#### [Text provided]

The boomers are retiring, and their kids are starting to be the ones to host Christmas now, and this is coinciding more and more with America being a country that does not make things and does not in any meaningful way buy things any longer. As wages have stagnated, fewer people are buying homes and cars. The holiday season has become less important for retail, in part because we now just shop online throughout the year. For most debt-saddled, low-credit millennials, the act of blowing hundreds of dollars on Christmas is an impossibility. Maybe we should skimp on haircuts.

There’s a kernel of honest-to-goodness sentiment buried in Clark’s oneupmanship and largesse—an earnest wish for the magical Christmas of his bygone youth. At one point, trapped in the attic, the one truly touching moment of the movie occurs, as Clark bundles up and feeds old home movies into the projector to relive the Christmas of his boyhood. As ever, Clark is the victim of his own absurd insistence that he have everything exactly the way he wants, which is exactly the way it was in the good old days.

The whole sham comes to its climax when Randy Quaid’s gamely ridiculous redneck Cousin Eddie apprehends Clark’s boss and the whole family browbeats him into giving Clark an actual bonus. Having secured money—the true meaning of the season—they all celebrate (until the cops bust in). 

It’s only become more fun to laugh at Clark’s misfortune as the ensuing 30 years have revealed that guys like him remain just as hopelessly stuck in their ways. Any one of us would absolutely love to come barging into his house on Christmas Eve with a VHS of Die Hard and a Mariah Carey CD.

#### [Exercise instructions]
(1) In the passage about Clark, what does Clark feed into the projector while trapped in the attic?
(2) Reproduce the passage about Clark between "There’s a kernel" and "good old days.", inclusive.
(3) List every person or character named in the passage about Clark.
Rely on the passage about Clark alone.

[Photo-based point labeling data]

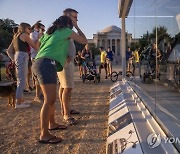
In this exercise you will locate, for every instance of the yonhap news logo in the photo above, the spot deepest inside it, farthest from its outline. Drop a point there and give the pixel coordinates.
(154, 140)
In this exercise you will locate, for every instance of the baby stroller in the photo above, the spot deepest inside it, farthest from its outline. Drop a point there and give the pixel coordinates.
(150, 70)
(91, 74)
(11, 71)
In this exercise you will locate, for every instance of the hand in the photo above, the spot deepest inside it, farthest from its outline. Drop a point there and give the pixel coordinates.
(68, 60)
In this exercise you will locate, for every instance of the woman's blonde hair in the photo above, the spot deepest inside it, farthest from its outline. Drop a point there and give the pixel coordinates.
(22, 28)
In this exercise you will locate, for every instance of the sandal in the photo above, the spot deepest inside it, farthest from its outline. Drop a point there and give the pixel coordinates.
(71, 121)
(74, 112)
(53, 140)
(59, 127)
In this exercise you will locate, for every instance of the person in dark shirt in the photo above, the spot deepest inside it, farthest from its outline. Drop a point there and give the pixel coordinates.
(109, 59)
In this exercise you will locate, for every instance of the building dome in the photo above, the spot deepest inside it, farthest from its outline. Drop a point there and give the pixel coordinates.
(109, 29)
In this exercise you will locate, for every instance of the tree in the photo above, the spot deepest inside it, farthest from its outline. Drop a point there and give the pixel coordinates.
(6, 32)
(161, 34)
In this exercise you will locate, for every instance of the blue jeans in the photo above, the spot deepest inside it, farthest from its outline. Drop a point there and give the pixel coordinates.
(44, 70)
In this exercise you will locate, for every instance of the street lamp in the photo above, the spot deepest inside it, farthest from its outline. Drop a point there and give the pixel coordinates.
(123, 10)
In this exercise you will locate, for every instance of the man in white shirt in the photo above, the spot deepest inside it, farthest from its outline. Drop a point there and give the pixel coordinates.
(37, 28)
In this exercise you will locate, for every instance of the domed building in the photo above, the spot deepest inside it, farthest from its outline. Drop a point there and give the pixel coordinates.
(111, 37)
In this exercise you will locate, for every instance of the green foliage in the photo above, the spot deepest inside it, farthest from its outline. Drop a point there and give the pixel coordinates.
(6, 32)
(147, 38)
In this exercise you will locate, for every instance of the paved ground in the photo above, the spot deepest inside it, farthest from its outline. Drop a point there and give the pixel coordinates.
(19, 129)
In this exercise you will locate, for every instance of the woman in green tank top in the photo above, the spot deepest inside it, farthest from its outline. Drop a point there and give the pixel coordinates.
(51, 58)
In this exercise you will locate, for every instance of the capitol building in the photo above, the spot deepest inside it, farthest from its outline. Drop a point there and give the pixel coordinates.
(111, 37)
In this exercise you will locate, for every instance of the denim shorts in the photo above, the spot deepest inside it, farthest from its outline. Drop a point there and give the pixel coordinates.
(44, 70)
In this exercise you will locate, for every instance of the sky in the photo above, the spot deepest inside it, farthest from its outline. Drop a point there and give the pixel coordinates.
(95, 15)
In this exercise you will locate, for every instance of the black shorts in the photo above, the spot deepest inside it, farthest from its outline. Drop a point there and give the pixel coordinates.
(103, 65)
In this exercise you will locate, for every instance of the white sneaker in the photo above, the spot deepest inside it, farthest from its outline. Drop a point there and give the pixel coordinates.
(22, 105)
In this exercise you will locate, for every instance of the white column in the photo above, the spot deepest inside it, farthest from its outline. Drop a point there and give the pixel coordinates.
(123, 48)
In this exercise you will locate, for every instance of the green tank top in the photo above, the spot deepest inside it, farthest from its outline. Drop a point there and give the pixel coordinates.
(55, 46)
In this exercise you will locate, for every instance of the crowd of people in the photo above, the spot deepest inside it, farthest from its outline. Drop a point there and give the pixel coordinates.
(50, 55)
(85, 56)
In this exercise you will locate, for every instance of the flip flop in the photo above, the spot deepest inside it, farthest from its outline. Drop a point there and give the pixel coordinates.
(53, 140)
(59, 127)
(71, 121)
(74, 112)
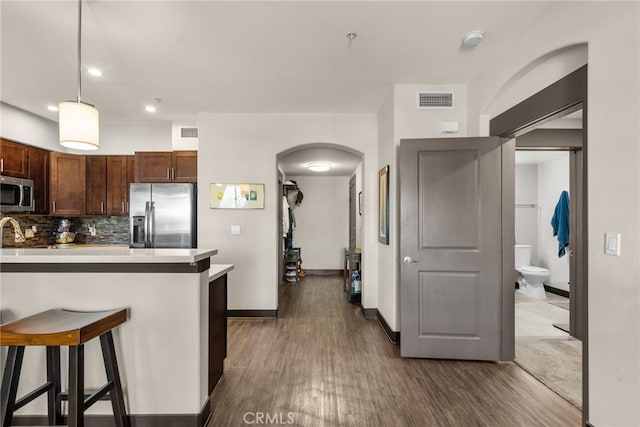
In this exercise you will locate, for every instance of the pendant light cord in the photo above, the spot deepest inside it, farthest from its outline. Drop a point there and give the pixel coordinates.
(79, 51)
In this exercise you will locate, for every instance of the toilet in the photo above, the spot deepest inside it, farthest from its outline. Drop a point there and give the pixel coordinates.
(530, 278)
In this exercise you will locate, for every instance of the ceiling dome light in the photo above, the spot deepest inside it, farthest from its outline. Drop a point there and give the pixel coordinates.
(473, 38)
(319, 166)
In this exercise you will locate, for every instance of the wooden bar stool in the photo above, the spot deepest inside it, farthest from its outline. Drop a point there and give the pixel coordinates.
(55, 328)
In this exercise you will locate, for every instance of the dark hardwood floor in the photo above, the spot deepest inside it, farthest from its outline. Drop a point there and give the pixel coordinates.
(322, 364)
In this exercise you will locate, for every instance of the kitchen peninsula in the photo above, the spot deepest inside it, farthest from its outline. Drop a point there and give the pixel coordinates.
(169, 350)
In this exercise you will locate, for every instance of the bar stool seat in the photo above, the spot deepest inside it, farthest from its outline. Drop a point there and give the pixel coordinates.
(55, 328)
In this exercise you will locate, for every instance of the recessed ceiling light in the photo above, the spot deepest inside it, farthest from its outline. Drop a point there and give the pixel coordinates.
(319, 166)
(95, 72)
(473, 38)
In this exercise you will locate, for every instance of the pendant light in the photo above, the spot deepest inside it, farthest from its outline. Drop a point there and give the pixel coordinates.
(78, 121)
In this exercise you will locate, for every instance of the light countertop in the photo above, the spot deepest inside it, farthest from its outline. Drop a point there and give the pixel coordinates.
(103, 255)
(217, 270)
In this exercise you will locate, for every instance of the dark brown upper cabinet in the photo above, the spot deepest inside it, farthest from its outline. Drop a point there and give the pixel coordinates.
(67, 186)
(117, 185)
(14, 159)
(166, 166)
(96, 185)
(39, 173)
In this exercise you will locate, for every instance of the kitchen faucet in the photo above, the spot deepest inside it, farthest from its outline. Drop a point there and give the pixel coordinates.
(19, 237)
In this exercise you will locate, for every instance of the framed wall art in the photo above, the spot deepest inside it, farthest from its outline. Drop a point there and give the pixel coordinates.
(237, 196)
(383, 205)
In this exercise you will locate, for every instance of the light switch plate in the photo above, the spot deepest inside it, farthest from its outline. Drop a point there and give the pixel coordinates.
(612, 243)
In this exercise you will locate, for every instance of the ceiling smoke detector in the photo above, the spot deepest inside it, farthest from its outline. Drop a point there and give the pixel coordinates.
(473, 38)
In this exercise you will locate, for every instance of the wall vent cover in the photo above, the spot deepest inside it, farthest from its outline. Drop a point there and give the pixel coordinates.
(435, 100)
(188, 132)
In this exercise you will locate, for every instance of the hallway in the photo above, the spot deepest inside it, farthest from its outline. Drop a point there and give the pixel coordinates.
(322, 364)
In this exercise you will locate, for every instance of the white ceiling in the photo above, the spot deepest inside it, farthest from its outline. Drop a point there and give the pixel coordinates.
(241, 56)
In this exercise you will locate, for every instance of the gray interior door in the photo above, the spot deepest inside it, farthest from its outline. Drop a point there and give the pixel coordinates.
(451, 248)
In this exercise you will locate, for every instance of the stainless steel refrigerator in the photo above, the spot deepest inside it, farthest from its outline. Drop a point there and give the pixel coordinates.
(162, 215)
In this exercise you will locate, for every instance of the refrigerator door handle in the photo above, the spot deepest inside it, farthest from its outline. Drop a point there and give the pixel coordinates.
(146, 225)
(152, 225)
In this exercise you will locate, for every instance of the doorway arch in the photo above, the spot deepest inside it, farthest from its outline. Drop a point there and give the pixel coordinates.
(565, 95)
(347, 170)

#### [Final answers]
(1) Old home movies, to relive the Christmas of his boyhood.

(2)
There’s a kernel of honest-to-goodness sentiment buried in Clark’s oneupmanship and largesse—an earnest wish for the magical Christmas of his bygone youth. At one point, trapped in the attic, the one truly touching moment of the movie occurs, as Clark bundles up and feeds old home movies into the projector to relive the Christmas of his boyhood. As ever, Clark is the victim of his own absurd insistence that he have everything exactly the way he wants, which is exactly the way it was in the good old days.

(3) Clark, Randy Quaid, Cousin Eddie, Mariah Carey